* _Data records_
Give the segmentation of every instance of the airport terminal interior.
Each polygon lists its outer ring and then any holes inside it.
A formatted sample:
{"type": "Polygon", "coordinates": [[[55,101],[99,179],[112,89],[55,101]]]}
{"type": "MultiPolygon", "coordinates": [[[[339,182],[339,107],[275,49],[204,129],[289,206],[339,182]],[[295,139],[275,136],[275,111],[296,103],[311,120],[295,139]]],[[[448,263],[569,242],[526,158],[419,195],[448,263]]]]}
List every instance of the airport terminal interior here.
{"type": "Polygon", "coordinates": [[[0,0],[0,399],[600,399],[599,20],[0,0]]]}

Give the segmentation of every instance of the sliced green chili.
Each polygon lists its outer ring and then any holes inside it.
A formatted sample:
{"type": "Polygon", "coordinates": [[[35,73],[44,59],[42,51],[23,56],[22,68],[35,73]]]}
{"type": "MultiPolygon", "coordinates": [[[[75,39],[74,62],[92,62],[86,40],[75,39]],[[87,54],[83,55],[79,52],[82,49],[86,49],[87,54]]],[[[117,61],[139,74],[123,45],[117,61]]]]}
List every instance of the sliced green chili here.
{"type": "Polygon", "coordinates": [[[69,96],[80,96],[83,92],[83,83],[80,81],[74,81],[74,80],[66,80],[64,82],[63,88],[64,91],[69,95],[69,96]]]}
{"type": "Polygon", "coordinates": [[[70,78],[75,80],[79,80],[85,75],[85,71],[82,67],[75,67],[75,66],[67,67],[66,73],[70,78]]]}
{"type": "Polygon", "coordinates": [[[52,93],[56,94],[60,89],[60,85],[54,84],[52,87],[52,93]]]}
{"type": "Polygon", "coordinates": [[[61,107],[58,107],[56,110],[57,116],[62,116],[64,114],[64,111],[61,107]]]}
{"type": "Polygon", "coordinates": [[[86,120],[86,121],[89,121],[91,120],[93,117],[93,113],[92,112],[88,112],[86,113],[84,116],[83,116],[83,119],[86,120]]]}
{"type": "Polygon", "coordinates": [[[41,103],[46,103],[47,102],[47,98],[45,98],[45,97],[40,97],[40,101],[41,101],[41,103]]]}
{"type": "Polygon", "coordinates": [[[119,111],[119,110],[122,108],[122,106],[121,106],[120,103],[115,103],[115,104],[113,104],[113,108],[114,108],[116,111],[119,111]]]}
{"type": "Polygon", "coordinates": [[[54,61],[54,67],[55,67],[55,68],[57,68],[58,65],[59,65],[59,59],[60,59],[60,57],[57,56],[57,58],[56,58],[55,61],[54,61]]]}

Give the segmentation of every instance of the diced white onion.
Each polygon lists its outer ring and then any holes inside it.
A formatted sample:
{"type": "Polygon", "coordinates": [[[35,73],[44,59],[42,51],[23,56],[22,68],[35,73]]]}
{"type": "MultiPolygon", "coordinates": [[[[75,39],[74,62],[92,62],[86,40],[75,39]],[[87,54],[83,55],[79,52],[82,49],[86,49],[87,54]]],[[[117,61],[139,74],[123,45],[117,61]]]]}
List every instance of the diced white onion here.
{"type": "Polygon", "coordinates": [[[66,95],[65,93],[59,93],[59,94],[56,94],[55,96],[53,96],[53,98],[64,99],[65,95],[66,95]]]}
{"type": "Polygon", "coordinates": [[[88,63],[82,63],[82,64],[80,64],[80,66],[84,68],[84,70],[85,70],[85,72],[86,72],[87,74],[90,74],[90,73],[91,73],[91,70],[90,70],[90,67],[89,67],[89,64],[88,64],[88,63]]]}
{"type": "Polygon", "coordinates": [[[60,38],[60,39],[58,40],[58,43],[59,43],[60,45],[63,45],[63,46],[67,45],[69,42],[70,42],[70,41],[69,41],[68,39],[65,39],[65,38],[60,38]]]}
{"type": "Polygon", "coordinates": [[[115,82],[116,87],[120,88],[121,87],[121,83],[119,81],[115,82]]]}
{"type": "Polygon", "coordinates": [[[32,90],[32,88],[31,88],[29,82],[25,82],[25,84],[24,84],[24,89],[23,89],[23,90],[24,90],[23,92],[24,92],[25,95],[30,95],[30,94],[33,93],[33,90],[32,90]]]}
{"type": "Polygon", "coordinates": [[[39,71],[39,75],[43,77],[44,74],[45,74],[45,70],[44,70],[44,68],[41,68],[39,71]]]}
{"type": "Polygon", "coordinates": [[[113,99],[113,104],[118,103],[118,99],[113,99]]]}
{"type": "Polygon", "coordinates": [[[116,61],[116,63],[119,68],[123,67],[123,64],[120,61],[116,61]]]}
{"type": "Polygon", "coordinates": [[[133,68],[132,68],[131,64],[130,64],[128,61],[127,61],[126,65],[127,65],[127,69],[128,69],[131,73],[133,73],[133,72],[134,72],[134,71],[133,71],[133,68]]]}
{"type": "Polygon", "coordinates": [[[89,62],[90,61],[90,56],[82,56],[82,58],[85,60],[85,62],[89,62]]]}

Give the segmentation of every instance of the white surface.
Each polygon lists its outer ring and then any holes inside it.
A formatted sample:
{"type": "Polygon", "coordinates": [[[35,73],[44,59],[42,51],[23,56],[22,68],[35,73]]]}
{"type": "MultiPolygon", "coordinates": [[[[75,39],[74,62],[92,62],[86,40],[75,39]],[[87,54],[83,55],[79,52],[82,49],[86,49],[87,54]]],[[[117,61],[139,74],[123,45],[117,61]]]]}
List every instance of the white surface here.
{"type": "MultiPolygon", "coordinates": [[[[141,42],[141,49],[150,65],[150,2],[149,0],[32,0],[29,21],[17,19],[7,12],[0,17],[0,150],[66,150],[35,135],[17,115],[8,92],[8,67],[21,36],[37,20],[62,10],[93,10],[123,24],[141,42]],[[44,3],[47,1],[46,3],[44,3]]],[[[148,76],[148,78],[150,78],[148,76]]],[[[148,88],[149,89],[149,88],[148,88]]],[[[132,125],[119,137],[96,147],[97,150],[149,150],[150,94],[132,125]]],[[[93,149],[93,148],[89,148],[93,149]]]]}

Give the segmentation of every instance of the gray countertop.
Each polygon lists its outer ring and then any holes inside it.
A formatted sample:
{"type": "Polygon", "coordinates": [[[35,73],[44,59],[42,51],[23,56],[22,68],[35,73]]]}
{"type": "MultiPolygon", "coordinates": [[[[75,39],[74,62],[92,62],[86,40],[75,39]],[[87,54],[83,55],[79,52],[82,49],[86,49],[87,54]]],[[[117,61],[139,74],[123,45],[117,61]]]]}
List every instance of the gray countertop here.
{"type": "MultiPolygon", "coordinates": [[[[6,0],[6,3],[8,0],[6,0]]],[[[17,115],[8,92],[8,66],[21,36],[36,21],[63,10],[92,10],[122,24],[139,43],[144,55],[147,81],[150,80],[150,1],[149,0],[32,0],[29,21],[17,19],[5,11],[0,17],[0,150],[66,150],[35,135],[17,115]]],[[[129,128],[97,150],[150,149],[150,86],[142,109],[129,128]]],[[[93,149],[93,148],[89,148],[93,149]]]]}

* _What to do_
From the entries above, extract each line containing "segmentation".

* _Your response_
Give the segmentation of every instance of the airport terminal interior.
Give the segmentation of every instance of the sliced green chili.
Give the segmentation of every instance of the diced white onion.
Give the segmentation of every instance of the white surface.
Give the segmentation of every instance of the gray countertop.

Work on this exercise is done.